EXERCISE DETAILS: Print all of the data exactly as written.
[start]
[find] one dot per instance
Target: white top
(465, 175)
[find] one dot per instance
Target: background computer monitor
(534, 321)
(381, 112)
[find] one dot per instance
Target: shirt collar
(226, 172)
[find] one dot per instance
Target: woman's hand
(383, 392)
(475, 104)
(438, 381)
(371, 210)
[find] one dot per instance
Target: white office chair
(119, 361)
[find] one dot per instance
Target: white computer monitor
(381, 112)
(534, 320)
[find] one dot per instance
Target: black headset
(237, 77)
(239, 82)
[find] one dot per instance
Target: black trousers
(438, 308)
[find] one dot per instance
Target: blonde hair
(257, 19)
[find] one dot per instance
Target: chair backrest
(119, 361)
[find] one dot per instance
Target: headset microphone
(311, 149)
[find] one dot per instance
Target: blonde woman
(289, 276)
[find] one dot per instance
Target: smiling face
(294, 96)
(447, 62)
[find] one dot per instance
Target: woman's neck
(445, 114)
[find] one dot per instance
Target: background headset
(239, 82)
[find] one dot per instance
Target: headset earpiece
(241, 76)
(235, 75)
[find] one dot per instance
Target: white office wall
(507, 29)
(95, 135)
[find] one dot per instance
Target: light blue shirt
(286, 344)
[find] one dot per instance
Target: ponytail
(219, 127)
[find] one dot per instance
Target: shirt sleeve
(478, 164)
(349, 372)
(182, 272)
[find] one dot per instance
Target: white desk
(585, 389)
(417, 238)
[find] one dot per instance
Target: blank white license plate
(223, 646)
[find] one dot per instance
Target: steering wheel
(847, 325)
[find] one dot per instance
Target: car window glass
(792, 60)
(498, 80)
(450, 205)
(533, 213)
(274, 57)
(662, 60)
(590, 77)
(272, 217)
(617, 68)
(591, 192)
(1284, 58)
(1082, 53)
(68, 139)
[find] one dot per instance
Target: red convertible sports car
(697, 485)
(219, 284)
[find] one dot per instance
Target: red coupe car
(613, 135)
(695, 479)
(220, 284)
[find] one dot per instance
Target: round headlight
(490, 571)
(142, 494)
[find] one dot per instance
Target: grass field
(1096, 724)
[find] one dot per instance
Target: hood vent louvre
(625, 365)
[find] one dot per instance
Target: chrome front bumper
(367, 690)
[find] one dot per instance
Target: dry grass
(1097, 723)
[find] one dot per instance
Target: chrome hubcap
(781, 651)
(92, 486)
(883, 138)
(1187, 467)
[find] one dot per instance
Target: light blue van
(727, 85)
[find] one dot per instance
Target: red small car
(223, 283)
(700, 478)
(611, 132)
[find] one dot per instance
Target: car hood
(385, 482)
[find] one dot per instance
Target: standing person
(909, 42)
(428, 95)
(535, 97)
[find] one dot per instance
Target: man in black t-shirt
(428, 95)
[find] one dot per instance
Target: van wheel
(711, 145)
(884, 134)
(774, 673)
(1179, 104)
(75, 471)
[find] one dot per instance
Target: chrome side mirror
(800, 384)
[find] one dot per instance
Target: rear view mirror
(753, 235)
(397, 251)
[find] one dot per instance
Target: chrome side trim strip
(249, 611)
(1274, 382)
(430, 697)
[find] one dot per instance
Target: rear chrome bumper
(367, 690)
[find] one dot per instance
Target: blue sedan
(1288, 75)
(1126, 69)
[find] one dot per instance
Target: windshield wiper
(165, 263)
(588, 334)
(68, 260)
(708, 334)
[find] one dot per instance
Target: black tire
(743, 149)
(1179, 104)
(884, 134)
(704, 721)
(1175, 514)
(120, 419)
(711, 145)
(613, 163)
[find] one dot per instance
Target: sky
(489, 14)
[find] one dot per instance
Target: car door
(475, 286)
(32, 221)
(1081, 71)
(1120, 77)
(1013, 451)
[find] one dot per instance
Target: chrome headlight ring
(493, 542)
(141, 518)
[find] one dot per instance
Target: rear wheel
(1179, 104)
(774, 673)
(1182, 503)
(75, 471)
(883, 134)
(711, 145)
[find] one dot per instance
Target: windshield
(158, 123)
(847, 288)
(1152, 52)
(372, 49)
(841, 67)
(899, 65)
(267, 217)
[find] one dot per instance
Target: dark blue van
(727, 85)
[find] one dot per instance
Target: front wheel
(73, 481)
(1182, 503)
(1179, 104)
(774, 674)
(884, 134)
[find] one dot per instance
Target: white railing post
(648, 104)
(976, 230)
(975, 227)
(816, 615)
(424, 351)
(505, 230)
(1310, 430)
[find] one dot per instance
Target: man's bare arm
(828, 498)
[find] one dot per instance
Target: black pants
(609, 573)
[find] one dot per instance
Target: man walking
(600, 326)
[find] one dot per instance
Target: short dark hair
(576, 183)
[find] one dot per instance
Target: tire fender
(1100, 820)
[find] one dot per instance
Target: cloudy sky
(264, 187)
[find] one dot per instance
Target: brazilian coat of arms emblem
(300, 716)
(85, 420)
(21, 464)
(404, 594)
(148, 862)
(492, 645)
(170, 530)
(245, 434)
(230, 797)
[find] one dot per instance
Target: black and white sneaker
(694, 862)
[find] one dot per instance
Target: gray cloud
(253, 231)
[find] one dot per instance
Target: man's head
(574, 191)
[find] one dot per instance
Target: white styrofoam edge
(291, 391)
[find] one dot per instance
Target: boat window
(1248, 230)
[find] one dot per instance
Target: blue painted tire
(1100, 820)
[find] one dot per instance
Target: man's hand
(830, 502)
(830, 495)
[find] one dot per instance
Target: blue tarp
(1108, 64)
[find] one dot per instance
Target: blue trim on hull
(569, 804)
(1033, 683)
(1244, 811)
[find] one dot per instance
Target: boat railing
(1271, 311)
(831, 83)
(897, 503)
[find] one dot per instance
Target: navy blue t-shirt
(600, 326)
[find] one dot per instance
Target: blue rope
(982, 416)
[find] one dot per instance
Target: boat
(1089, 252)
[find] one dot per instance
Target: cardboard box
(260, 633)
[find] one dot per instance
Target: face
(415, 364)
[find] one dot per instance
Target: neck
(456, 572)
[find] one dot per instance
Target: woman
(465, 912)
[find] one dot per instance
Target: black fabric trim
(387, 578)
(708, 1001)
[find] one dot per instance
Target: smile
[end]
ANSWER TO THE PROBLEM:
[find] one dot per instance
Target: white top
(465, 175)
[find] one dot per instance
Target: background computer monitor
(534, 321)
(381, 112)
[find] one dot per instance
Target: shirt collar
(226, 172)
[find] one dot per instance
Target: woman's hand
(383, 392)
(475, 104)
(438, 381)
(371, 210)
[find] one dot per instance
Target: white office chair
(119, 361)
[find] one dot per instance
Target: white computer monitor
(381, 112)
(534, 320)
[find] one dot per instance
Target: black headset
(237, 77)
(239, 82)
[find] one dot per instance
Target: black trousers
(438, 308)
[find] one dot per instance
Target: blonde hair
(257, 19)
[find] one dot per instance
Target: chair backrest
(119, 361)
[find] one dot per instance
Target: headset microphone
(311, 149)
[find] one dot per instance
Target: blonde woman
(289, 276)
[find] one dot per instance
Target: smiling face
(294, 96)
(447, 62)
[find] one dot per instance
Target: woman's neck
(445, 114)
[find] one dot per instance
Target: background headset
(239, 82)
[find] one dot per instance
Target: headset earpiece
(241, 76)
(235, 75)
[find] one dot per instance
Target: white office wall
(507, 29)
(95, 135)
[find] one dot per instance
Target: light blue shirt
(286, 344)
[find] one dot per instance
Target: ponytail
(219, 127)
[find] one dot per instance
Target: shirt sleeve
(478, 164)
(349, 372)
(182, 272)
[find] one dot per instance
Target: white desk
(585, 389)
(417, 238)
[find] one dot per instance
Target: blank white license plate
(223, 646)
[find] one dot per instance
Target: steering wheel
(847, 325)
[find] one dot per instance
Target: car window glass
(792, 60)
(498, 80)
(450, 205)
(533, 213)
(274, 57)
(662, 60)
(590, 77)
(272, 217)
(617, 68)
(591, 192)
(1284, 58)
(1082, 53)
(68, 139)
[find] one dot per instance
Target: red convertible sports car
(697, 485)
(219, 284)
[find] one dot per instance
Target: red coupe car
(613, 135)
(695, 479)
(220, 284)
[find] one dot per instance
Target: round headlight
(490, 571)
(142, 494)
[find] one dot per instance
Target: grass field
(1096, 724)
[find] one dot per instance
Target: hood vent louvre
(625, 365)
[find] one dot per instance
Target: chrome front bumper
(367, 690)
[find] one dot per instance
Target: dry grass
(1097, 723)
[find] one dot per instance
Target: chrome hubcap
(781, 651)
(92, 486)
(883, 138)
(1187, 467)
[find] one dot per instance
Target: light blue van
(727, 85)
[find] one dot per instance
Target: red small car
(223, 283)
(700, 478)
(611, 132)
[find] one dot per instance
Target: car hood
(385, 482)
[find] one dot per instance
Target: standing person
(909, 42)
(428, 95)
(535, 97)
[find] one dot per instance
Target: man in black t-shirt
(428, 95)
[find] one dot per instance
Target: van wheel
(711, 145)
(884, 134)
(774, 673)
(1179, 104)
(75, 471)
[find] one dot per instance
Target: chrome side mirror
(800, 384)
[find] one dot per instance
Target: rear view mirror
(753, 235)
(397, 251)
[find] one dot per instance
Target: chrome side trim strip
(249, 611)
(1274, 382)
(430, 697)
[find] one dot per instance
Target: rear chrome bumper
(367, 690)
[find] one dot per instance
Target: blue sedan
(1288, 75)
(1126, 69)
[find] one dot per instance
Target: windshield wiper
(165, 263)
(588, 334)
(68, 260)
(708, 334)
[find] one dot per instance
Target: black tire
(743, 149)
(1179, 104)
(884, 134)
(704, 721)
(1175, 514)
(120, 419)
(711, 145)
(613, 163)
[find] one dot per instance
Target: sky
(489, 14)
[find] one dot per instance
Target: car door
(475, 286)
(32, 221)
(1081, 71)
(1120, 77)
(1013, 451)
[find] one dot per instance
Target: chrome headlight ring
(493, 542)
(141, 518)
[find] one dot per instance
Target: rear wheel
(1179, 104)
(774, 673)
(1182, 503)
(75, 471)
(883, 134)
(711, 145)
[find] one dot per instance
Target: windshield
(158, 123)
(847, 288)
(1152, 52)
(372, 49)
(841, 67)
(899, 65)
(267, 217)
[find] one dot per instance
Target: dark blue van
(727, 85)
[find] one dot per instance
Target: front wheel
(73, 481)
(1182, 503)
(1179, 104)
(774, 674)
(884, 134)
[find] one dot per instance
Target: white railing post
(648, 104)
(976, 230)
(975, 227)
(816, 615)
(424, 351)
(505, 230)
(1310, 430)
[find] one dot per instance
Target: man's bare arm
(828, 498)
[find] one dot per instance
Target: black pants
(609, 573)
[find] one dot per instance
Target: man walking
(600, 326)
[find] one dot per instance
Target: short dark hair
(576, 183)
[find] one dot per instance
Target: tire fender
(1100, 820)
[find] one dot per instance
Target: cloudy sky
(264, 187)
[find] one dot per instance
Target: brazilian coat of arms emblem
(300, 716)
(85, 420)
(21, 464)
(404, 594)
(148, 862)
(492, 645)
(170, 530)
(245, 434)
(230, 797)
[find] one dot per instance
Target: black and white sneaker
(694, 862)
[find] one dot per instance
Target: gray cloud
(253, 231)
[find] one dot per instance
Target: man's head
(574, 191)
[find] one dot per instance
Target: white styrofoam edge
(291, 391)
[find] one dot per instance
Target: boat window
(1248, 230)
[find] one dot per instance
Target: blue painted tire
(1100, 820)
[find] one dot per instance
Target: man's hand
(830, 502)
(830, 495)
[find] one dot per instance
Target: blue tarp
(1108, 64)
[find] one dot per instance
Target: blue trim on hull
(569, 804)
(1033, 683)
(1244, 811)
[find] one dot per instance
Target: boat railing
(1271, 311)
(831, 83)
(897, 503)
[find] one dot per instance
Target: navy blue t-shirt
(600, 326)
[find] one dot per instance
Target: blue rope
(982, 416)
[find] one dot per instance
Target: boat
(1089, 252)
[find] one dot per instance
Target: cardboard box
(260, 633)
[find] one dot per instance
Target: face
(415, 364)
[find] one dot per instance
Target: neck
(456, 572)
[find] one dot per instance
Target: woman
(465, 912)
[find] one dot per instance
Target: black fabric trim
(387, 578)
(708, 1001)
[find] one dot per instance
Target: smile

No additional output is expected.